PROBLEM REQUIREMENTS:
Filter the records below and copy out every line that contains the string "shoulder". Treat uppercase and lowercase letters as different.

SUPPLIED RECORDS:
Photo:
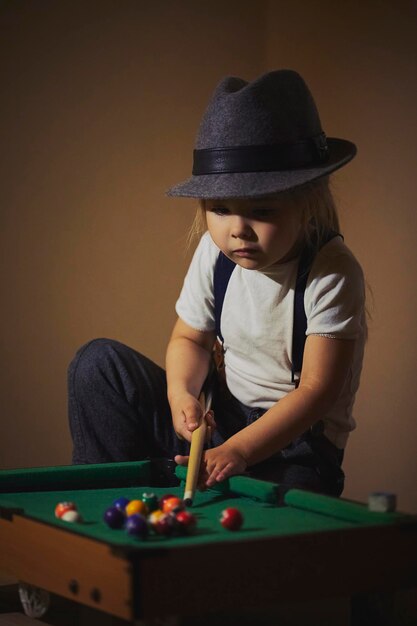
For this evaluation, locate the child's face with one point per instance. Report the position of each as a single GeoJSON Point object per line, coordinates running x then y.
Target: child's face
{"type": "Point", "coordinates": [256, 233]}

==

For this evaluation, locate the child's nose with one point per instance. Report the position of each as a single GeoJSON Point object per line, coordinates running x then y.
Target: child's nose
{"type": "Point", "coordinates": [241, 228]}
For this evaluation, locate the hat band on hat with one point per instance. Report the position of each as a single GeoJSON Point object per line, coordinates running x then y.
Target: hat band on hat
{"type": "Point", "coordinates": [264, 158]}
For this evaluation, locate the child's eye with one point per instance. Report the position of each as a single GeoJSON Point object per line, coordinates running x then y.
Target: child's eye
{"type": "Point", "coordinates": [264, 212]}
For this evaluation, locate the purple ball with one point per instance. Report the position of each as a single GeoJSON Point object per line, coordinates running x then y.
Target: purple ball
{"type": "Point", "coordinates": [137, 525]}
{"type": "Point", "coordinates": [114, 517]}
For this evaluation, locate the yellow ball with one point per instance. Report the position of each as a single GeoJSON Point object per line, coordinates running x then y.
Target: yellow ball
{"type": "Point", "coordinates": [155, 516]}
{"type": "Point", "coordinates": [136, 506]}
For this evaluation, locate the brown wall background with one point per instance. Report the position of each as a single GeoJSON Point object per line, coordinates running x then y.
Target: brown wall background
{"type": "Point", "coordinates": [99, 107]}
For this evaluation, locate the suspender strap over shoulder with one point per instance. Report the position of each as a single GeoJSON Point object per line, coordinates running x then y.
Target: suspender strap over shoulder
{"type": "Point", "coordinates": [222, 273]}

* * *

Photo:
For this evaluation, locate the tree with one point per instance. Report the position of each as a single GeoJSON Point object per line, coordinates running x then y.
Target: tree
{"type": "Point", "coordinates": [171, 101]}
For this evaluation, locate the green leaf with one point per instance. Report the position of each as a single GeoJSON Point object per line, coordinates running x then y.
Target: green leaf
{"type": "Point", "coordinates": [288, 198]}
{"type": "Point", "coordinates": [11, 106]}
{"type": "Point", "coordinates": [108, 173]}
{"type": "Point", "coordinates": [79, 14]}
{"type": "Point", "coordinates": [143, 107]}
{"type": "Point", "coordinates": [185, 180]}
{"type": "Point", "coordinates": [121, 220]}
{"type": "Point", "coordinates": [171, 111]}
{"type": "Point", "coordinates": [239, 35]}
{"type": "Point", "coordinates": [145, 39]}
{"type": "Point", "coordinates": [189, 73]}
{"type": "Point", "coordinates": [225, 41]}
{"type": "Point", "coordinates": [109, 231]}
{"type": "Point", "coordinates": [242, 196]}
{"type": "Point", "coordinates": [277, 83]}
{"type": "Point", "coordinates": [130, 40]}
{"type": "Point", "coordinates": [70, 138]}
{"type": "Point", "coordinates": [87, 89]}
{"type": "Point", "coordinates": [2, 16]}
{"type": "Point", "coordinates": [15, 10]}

WRITTEN ANSWER:
For this evaluation, locate the suspender strap over shoulder with one point per instance. Report the position of each as a single GeoJSON Point object per line, coordinates running x then y.
Target: suspender strap over shoulder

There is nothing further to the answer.